[OBJECTIVE]:
Format the items below as a two-column CSV with the headers item and answer, giving one row per item. Put each item's text and its answer in one quoted field apiece, with line breaks changed to spaces.

[RECORDS FOR PROCESSING]:

########

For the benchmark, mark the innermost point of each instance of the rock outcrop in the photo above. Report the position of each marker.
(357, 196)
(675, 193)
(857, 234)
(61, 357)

########

[ANSWER FOR THIS EXERCISE]:
item,answer
"For the benchmark, mark the innermost point of each instance of the rock outcrop in the photo above. Report the position of each marker.","(357, 196) (675, 193) (857, 234) (61, 357)"